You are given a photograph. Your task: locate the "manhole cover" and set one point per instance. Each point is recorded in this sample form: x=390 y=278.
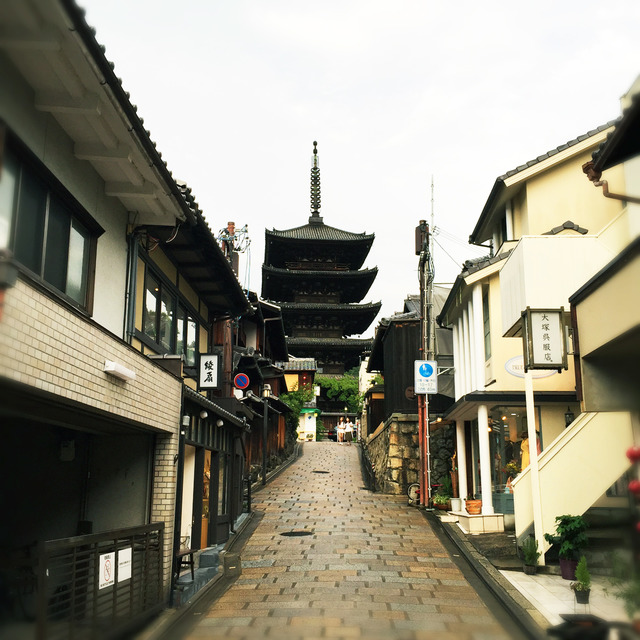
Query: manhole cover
x=297 y=533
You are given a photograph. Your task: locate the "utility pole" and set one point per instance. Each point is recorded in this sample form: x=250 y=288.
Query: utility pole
x=427 y=347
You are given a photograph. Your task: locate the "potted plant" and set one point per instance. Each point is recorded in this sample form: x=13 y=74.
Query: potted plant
x=473 y=505
x=531 y=555
x=441 y=501
x=571 y=537
x=582 y=586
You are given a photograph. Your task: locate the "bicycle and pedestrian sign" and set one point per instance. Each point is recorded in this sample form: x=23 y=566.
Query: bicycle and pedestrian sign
x=425 y=376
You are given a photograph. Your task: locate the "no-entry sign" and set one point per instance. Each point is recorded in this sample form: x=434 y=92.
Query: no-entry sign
x=241 y=381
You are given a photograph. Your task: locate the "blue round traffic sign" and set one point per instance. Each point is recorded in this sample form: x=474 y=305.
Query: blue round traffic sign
x=241 y=381
x=426 y=370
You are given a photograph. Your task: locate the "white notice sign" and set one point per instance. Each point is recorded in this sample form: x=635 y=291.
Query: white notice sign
x=426 y=376
x=107 y=575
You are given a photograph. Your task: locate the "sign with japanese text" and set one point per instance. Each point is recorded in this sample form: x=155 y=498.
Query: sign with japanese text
x=544 y=340
x=426 y=376
x=209 y=370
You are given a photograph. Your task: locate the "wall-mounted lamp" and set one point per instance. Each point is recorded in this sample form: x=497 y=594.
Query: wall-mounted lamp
x=118 y=371
x=568 y=417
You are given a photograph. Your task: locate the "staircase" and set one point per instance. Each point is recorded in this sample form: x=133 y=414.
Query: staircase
x=575 y=470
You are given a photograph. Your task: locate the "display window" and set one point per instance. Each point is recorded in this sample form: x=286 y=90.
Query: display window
x=509 y=444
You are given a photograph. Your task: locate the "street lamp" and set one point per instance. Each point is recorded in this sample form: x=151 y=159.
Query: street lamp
x=266 y=393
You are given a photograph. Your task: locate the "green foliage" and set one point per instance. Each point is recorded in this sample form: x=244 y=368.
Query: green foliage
x=530 y=551
x=570 y=535
x=583 y=577
x=343 y=389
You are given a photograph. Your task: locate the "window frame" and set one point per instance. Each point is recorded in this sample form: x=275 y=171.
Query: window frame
x=179 y=301
x=28 y=166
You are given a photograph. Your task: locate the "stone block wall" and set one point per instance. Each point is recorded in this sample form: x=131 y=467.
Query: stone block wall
x=394 y=452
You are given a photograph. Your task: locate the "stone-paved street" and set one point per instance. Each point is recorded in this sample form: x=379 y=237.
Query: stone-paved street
x=371 y=567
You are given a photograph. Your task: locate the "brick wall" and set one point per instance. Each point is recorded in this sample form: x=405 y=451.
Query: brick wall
x=45 y=345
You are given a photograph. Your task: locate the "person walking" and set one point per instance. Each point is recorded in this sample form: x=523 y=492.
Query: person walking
x=348 y=431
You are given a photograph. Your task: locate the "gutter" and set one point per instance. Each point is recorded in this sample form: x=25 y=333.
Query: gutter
x=97 y=54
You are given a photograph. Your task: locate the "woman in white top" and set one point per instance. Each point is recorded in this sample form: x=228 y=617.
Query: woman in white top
x=348 y=431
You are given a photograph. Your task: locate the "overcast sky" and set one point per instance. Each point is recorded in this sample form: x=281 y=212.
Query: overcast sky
x=396 y=92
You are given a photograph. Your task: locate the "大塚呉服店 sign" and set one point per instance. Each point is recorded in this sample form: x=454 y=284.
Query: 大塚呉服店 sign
x=426 y=376
x=544 y=341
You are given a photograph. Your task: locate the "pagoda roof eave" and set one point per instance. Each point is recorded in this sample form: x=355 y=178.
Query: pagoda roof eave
x=319 y=232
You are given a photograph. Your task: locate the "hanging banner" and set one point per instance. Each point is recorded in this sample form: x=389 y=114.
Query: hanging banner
x=543 y=339
x=425 y=376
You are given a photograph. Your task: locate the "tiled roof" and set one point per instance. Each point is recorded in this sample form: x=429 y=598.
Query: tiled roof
x=319 y=232
x=345 y=343
x=557 y=150
x=298 y=364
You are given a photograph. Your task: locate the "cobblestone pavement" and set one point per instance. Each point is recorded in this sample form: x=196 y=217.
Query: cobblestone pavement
x=330 y=559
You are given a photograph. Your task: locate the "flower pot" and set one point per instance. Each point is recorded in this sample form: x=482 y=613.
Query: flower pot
x=568 y=568
x=582 y=597
x=473 y=507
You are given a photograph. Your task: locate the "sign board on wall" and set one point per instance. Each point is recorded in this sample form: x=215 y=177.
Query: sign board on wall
x=543 y=339
x=425 y=376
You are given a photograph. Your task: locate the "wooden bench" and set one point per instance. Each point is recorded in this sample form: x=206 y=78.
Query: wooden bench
x=184 y=558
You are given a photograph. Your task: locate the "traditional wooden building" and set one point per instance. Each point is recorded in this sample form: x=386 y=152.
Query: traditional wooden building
x=314 y=273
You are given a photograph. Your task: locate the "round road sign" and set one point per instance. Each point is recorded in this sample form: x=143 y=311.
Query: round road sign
x=241 y=381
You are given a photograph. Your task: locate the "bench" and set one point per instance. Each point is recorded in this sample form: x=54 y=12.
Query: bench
x=184 y=558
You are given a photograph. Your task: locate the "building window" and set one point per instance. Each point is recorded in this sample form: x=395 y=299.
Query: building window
x=186 y=336
x=169 y=324
x=486 y=325
x=44 y=229
x=158 y=319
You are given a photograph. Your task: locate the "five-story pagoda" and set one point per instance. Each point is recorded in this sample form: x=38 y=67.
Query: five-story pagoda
x=314 y=273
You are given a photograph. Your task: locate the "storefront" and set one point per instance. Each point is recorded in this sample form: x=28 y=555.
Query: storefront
x=212 y=459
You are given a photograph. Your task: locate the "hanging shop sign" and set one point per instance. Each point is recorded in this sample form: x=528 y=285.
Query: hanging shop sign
x=425 y=376
x=543 y=339
x=209 y=371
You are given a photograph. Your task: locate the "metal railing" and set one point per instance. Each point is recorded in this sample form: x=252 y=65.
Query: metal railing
x=99 y=585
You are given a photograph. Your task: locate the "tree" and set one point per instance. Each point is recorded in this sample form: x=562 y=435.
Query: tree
x=343 y=390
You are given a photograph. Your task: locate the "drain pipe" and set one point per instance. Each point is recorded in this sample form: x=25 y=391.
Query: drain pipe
x=594 y=176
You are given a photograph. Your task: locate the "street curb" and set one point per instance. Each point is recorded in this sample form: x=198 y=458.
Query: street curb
x=528 y=618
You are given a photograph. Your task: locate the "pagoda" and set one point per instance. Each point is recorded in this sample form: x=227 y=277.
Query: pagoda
x=314 y=274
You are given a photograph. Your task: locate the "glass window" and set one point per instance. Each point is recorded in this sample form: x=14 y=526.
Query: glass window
x=8 y=182
x=78 y=265
x=166 y=319
x=32 y=204
x=509 y=443
x=186 y=335
x=57 y=240
x=151 y=304
x=486 y=325
x=43 y=232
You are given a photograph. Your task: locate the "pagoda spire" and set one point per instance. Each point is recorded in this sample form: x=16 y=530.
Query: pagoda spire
x=315 y=217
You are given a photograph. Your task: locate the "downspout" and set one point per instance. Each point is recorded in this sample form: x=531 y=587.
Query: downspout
x=594 y=176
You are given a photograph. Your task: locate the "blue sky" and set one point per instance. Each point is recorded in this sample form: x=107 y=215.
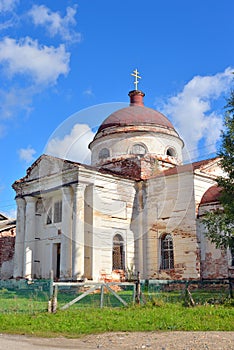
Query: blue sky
x=58 y=58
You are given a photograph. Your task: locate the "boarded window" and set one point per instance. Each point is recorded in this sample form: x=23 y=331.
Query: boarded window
x=118 y=253
x=138 y=149
x=171 y=152
x=104 y=153
x=167 y=254
x=57 y=211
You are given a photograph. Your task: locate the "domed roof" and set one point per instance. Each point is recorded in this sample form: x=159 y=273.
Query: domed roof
x=211 y=195
x=136 y=114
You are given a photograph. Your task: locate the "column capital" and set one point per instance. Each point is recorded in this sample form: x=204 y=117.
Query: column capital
x=30 y=199
x=20 y=201
x=79 y=186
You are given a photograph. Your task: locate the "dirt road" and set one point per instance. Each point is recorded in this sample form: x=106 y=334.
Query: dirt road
x=126 y=341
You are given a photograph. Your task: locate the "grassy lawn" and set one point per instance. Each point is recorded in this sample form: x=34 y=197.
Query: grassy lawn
x=77 y=322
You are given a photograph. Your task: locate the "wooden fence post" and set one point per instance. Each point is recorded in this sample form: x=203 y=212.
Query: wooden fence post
x=138 y=289
x=230 y=287
x=50 y=308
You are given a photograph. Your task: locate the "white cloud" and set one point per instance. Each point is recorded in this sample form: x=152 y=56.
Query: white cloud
x=191 y=110
x=88 y=92
x=42 y=63
x=54 y=23
x=14 y=101
x=8 y=5
x=73 y=146
x=26 y=154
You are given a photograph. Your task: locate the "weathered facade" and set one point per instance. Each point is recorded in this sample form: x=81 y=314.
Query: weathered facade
x=7 y=245
x=135 y=208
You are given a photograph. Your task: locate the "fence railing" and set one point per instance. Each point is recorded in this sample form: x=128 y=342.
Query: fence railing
x=22 y=296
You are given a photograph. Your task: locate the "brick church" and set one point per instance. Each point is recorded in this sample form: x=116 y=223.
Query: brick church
x=137 y=207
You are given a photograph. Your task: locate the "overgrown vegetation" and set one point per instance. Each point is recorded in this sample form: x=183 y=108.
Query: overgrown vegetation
x=151 y=317
x=164 y=311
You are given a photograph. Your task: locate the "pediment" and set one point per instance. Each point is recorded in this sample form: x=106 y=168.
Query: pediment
x=47 y=165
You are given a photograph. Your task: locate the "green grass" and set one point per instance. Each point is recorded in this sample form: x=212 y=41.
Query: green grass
x=164 y=317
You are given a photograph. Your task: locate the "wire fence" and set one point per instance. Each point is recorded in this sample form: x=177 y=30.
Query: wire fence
x=22 y=296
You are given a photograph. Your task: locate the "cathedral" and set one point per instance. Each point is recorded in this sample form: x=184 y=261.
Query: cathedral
x=136 y=208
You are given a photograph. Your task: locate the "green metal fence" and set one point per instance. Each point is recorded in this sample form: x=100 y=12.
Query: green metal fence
x=22 y=296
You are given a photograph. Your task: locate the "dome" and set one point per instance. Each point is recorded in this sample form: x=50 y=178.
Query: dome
x=211 y=195
x=136 y=132
x=136 y=114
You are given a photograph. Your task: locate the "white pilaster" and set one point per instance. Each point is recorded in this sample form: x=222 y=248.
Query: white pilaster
x=78 y=232
x=29 y=236
x=66 y=239
x=19 y=240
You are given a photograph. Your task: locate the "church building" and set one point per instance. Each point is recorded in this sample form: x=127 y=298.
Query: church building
x=135 y=208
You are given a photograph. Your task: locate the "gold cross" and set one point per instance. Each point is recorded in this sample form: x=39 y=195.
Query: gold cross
x=136 y=75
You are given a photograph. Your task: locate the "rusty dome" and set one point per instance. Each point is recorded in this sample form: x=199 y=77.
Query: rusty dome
x=135 y=115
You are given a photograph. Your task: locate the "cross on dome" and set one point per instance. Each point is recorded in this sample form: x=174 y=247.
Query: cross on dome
x=137 y=76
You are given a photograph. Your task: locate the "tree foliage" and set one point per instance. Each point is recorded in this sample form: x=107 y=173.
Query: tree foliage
x=220 y=223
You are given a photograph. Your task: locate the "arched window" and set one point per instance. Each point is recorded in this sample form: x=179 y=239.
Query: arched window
x=118 y=253
x=171 y=152
x=139 y=149
x=167 y=255
x=104 y=153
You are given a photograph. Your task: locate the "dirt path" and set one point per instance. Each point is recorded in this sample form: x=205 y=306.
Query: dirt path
x=126 y=341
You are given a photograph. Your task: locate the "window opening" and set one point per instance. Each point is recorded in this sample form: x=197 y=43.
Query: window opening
x=104 y=153
x=118 y=253
x=167 y=254
x=138 y=149
x=58 y=211
x=171 y=152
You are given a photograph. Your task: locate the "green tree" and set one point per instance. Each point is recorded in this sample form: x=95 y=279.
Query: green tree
x=220 y=223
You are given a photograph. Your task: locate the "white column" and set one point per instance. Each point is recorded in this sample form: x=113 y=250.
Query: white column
x=66 y=239
x=30 y=226
x=78 y=232
x=19 y=239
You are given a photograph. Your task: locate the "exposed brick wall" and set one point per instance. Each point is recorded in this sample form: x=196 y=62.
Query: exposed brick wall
x=7 y=247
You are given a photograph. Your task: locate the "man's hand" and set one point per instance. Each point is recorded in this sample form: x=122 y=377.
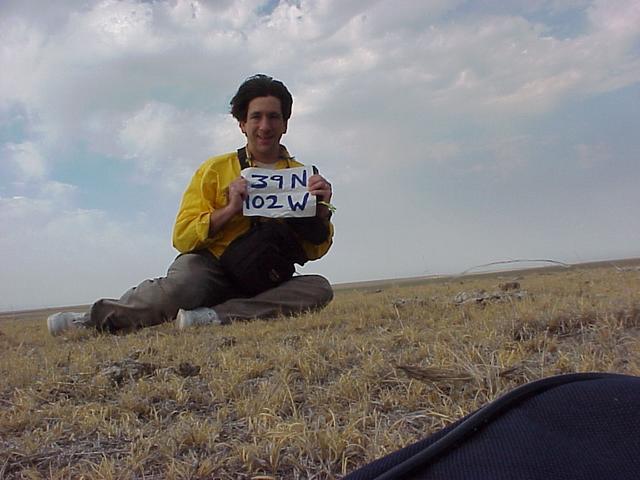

####

> **Exercise description**: Copy the lines above without changes, from the very first one through the line containing "x=426 y=370", including both ends. Leave the pictures out of your copy.

> **Finished exercise**:
You are given a photograph. Your task: locate the "manhole cover" and set one point per instance. Each point is recorded in this sample form: x=390 y=278.
Query: manhole cover
x=297 y=533
You are given a photograph. Your task: locate the "utility pole" and set one point per instance. Each point is recorded in this sample form: x=250 y=288.
Query: utility pole
x=427 y=347
You are given a photograph. Your task: locate the "potted plant" and set one point per instance. Each point is recorded in this sample form: x=13 y=74.
Query: potted plant
x=473 y=505
x=531 y=555
x=441 y=501
x=571 y=537
x=582 y=586
You are given a photograph. Your task: locate the "bicycle and pedestrian sign" and set one point per instance. Each point is recorded in this sample form: x=23 y=566.
Query: bicycle and pedestrian sign
x=425 y=376
You are given a photograph. Your task: locate the "no-entry sign" and set one point per instance. Each point is recorded in this sample form: x=434 y=92.
Query: no-entry sign
x=241 y=381
You are given a photograph. Your task: locate the "blue round traffic sign" and set one point per instance. Each point is recorded in this sample form: x=474 y=305.
Query: blue round traffic sign
x=241 y=381
x=426 y=370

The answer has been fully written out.